WHAT THIS TASK INVOLVES: Print the data verbatim from its first line up to and including the line that contains "29), (126, 45)]".

========================================================================

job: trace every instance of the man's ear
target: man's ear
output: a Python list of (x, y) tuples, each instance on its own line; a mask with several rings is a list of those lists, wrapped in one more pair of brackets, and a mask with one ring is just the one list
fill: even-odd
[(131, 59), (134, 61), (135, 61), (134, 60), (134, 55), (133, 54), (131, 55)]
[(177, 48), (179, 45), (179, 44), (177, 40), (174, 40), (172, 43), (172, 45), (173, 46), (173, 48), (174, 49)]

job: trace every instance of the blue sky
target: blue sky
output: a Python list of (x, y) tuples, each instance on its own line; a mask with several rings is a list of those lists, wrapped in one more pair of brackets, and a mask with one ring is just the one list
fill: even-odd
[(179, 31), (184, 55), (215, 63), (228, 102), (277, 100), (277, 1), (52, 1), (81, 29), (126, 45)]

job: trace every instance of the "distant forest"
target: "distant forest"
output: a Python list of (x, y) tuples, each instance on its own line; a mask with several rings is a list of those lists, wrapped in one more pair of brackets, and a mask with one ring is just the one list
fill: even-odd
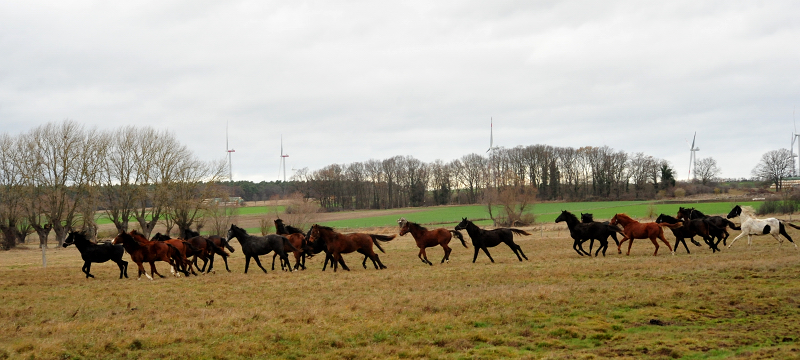
[[(710, 159), (710, 158), (709, 158)], [(295, 192), (328, 211), (482, 203), (487, 189), (531, 190), (539, 200), (647, 200), (715, 191), (716, 163), (693, 183), (678, 183), (672, 166), (643, 153), (610, 147), (549, 145), (498, 148), (450, 162), (412, 156), (299, 170), (288, 182), (223, 182), (231, 196), (269, 200)], [(716, 191), (724, 191), (716, 187)]]

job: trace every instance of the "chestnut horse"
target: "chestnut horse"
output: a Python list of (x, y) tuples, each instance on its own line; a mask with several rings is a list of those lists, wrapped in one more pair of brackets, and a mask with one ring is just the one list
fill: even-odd
[(364, 233), (342, 234), (327, 226), (314, 225), (311, 227), (308, 241), (314, 243), (315, 250), (324, 248), (331, 253), (333, 257), (333, 271), (335, 272), (339, 264), (342, 265), (342, 269), (350, 271), (350, 268), (345, 265), (342, 259), (342, 254), (349, 254), (354, 251), (372, 259), (373, 264), (377, 264), (376, 268), (386, 269), (386, 266), (383, 265), (378, 254), (372, 250), (372, 246), (377, 246), (378, 250), (385, 253), (378, 241), (391, 241), (395, 236), (396, 235), (386, 236)]
[(147, 240), (147, 238), (135, 231), (131, 231), (130, 234), (121, 232), (114, 238), (112, 244), (122, 244), (122, 247), (124, 247), (125, 251), (131, 256), (131, 260), (139, 266), (139, 277), (137, 279), (141, 279), (142, 274), (144, 274), (148, 279), (153, 280), (153, 277), (147, 275), (147, 272), (144, 270), (144, 266), (142, 265), (144, 262), (150, 263), (151, 274), (163, 278), (164, 275), (159, 274), (156, 270), (156, 261), (165, 261), (169, 263), (170, 272), (177, 277), (180, 275), (176, 272), (176, 269), (183, 272), (186, 276), (189, 276), (189, 273), (176, 267), (183, 259), (178, 249), (170, 244), (161, 241)]
[[(303, 251), (303, 247), (306, 245), (306, 236), (303, 234), (303, 230), (300, 230), (291, 225), (285, 225), (283, 220), (275, 219), (273, 221), (275, 223), (275, 233), (285, 237), (289, 242), (294, 246), (296, 250), (292, 251), (294, 254), (294, 269), (303, 270), (306, 269), (306, 253)], [(272, 270), (275, 270), (275, 257), (278, 256), (276, 253), (272, 255)], [(301, 262), (302, 260), (302, 262)], [(286, 264), (289, 266), (289, 264)], [(283, 269), (283, 263), (281, 263), (281, 269)]]
[(428, 261), (428, 254), (425, 253), (425, 248), (434, 247), (437, 245), (441, 245), (444, 249), (444, 257), (440, 264), (447, 261), (450, 262), (450, 252), (453, 251), (447, 244), (450, 243), (450, 240), (455, 235), (459, 240), (461, 240), (461, 245), (467, 247), (467, 243), (464, 241), (464, 236), (461, 235), (458, 230), (447, 230), (445, 228), (438, 228), (434, 230), (428, 230), (424, 226), (410, 222), (405, 218), (400, 218), (397, 220), (397, 223), (400, 224), (400, 236), (405, 234), (411, 233), (411, 236), (414, 237), (414, 241), (417, 242), (417, 247), (419, 248), (419, 254), (417, 257), (422, 260), (424, 264), (428, 264), (433, 266), (433, 264)]
[(664, 244), (667, 244), (667, 248), (672, 252), (672, 255), (675, 255), (675, 251), (672, 250), (669, 241), (664, 237), (664, 228), (662, 228), (660, 224), (640, 223), (625, 214), (614, 215), (608, 224), (611, 226), (617, 224), (622, 225), (622, 235), (625, 235), (625, 237), (623, 237), (622, 240), (619, 241), (619, 245), (617, 245), (617, 252), (619, 254), (622, 254), (622, 249), (620, 247), (625, 243), (625, 240), (630, 241), (628, 243), (628, 252), (625, 255), (630, 255), (633, 239), (650, 239), (650, 241), (653, 242), (653, 246), (656, 247), (656, 251), (653, 252), (653, 256), (656, 256), (658, 255), (658, 242), (656, 239), (661, 239)]

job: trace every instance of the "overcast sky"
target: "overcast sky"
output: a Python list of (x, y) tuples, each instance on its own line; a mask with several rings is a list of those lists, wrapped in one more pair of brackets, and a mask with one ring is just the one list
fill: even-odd
[[(800, 105), (796, 1), (0, 2), (0, 131), (169, 129), (234, 180), (495, 145), (749, 177)], [(800, 114), (797, 114), (800, 115)], [(291, 176), (291, 170), (289, 170)]]

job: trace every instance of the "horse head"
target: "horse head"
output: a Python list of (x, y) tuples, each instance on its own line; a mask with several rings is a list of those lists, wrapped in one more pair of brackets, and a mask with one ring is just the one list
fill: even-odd
[[(80, 238), (78, 238), (78, 237), (80, 237)], [(78, 240), (86, 240), (86, 234), (85, 233), (81, 233), (81, 232), (77, 232), (77, 231), (71, 231), (69, 233), (69, 235), (67, 235), (67, 238), (64, 239), (64, 244), (61, 245), (61, 246), (62, 247), (67, 247), (67, 246), (70, 246), (70, 245), (75, 245), (75, 240), (76, 239), (78, 239)]]
[(581, 213), (581, 222), (590, 223), (594, 222), (594, 215), (591, 213)]
[(678, 213), (675, 215), (675, 217), (678, 219), (689, 220), (689, 215), (692, 213), (693, 210), (694, 208), (679, 207)]
[(731, 212), (728, 213), (727, 218), (728, 219), (733, 219), (733, 218), (735, 218), (735, 217), (737, 217), (739, 215), (742, 215), (742, 207), (739, 206), (739, 205), (736, 205), (736, 206), (733, 207), (733, 209), (731, 209)]
[(456, 225), (456, 230), (465, 230), (469, 224), (472, 224), (467, 218), (461, 219), (461, 222)]

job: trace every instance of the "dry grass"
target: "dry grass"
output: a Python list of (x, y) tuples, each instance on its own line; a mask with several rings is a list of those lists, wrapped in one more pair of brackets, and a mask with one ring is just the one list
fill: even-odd
[[(522, 263), (501, 245), (496, 263), (480, 254), (473, 264), (456, 240), (449, 264), (428, 250), (431, 267), (407, 235), (385, 245), (382, 271), (346, 255), (349, 273), (321, 272), (317, 257), (311, 270), (265, 275), (251, 264), (245, 275), (237, 251), (233, 273), (152, 282), (118, 280), (112, 263), (87, 280), (75, 248), (50, 249), (46, 269), (38, 249), (3, 252), (0, 359), (800, 356), (793, 246), (761, 237), (715, 255), (662, 246), (654, 258), (637, 240), (629, 257), (589, 259), (563, 227), (531, 232), (518, 241)], [(269, 269), (271, 256), (262, 262)]]

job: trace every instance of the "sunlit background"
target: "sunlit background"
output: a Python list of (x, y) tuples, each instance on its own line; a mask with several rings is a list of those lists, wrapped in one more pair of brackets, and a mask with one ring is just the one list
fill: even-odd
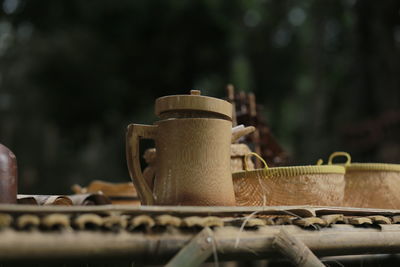
[(0, 142), (21, 193), (129, 181), (154, 100), (252, 91), (293, 164), (400, 162), (400, 1), (0, 0)]

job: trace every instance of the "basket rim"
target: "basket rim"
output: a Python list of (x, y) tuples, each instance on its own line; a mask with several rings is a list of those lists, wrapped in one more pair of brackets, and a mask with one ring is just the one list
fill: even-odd
[(346, 172), (351, 171), (386, 171), (400, 172), (400, 164), (390, 163), (350, 163), (343, 165), (346, 167)]
[(268, 169), (240, 171), (232, 173), (232, 177), (241, 178), (255, 174), (261, 174), (266, 177), (291, 177), (291, 176), (309, 175), (309, 174), (345, 174), (345, 172), (346, 172), (345, 167), (340, 165), (308, 165), (308, 166), (272, 167)]

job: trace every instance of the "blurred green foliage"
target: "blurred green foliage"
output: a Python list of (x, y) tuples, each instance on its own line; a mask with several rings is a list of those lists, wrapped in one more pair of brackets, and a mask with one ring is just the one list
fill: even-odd
[[(0, 4), (0, 142), (24, 193), (128, 181), (125, 127), (155, 121), (163, 95), (253, 91), (277, 139), (309, 164), (349, 150), (346, 125), (400, 106), (396, 0)], [(350, 152), (380, 160), (378, 149)]]

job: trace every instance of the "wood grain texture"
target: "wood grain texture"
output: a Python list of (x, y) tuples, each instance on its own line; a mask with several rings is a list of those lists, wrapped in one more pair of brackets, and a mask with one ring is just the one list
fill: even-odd
[(171, 119), (158, 123), (153, 193), (159, 205), (233, 206), (232, 122)]
[(400, 209), (400, 172), (347, 171), (343, 206)]
[(208, 115), (214, 113), (232, 120), (232, 104), (222, 99), (197, 94), (170, 95), (157, 98), (155, 104), (155, 113), (157, 116), (173, 111), (185, 114), (187, 114), (186, 111), (206, 112), (205, 114)]
[(275, 236), (273, 246), (298, 267), (324, 267), (325, 265), (299, 239), (284, 229)]
[(256, 175), (233, 178), (239, 206), (340, 206), (343, 202), (343, 174), (266, 177), (262, 172), (254, 173)]

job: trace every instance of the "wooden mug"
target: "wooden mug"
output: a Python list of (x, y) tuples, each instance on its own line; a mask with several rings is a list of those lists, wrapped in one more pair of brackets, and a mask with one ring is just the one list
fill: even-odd
[[(166, 119), (155, 125), (131, 124), (127, 161), (145, 205), (235, 205), (230, 170), (232, 122), (217, 118)], [(141, 138), (154, 139), (157, 156), (153, 189), (139, 161)]]

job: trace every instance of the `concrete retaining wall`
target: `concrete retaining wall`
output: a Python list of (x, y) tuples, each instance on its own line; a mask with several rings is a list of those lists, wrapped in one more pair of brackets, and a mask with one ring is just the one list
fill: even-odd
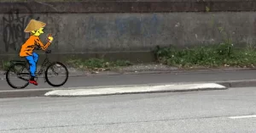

========================================================================

RESULT:
job: trace every instance of the man's ear
target: man's ear
output: a Python list of (x, y) tuples, each instance on its own line; a mask with several rings is a list of those lists, wrapped in one more pair of brackets, and a mask with one ring is just the one list
fill: even-odd
[(131, 59), (134, 61), (135, 61), (134, 60), (134, 55), (133, 54), (131, 55)]
[(177, 48), (179, 45), (179, 44), (177, 40), (174, 40), (172, 43), (172, 45), (173, 46), (173, 48), (174, 49)]

job: trace every instance of the blue sky
target: blue sky
output: a Python list of (x, y) tuples, each instance on its own line; a mask with several rings is a list of those lists, wrapped in one more pair of brackets, and a mask with one ring is just the one list
fill: even-odd
[(179, 31), (184, 55), (215, 63), (228, 102), (277, 100), (277, 1), (52, 1), (81, 29), (126, 45)]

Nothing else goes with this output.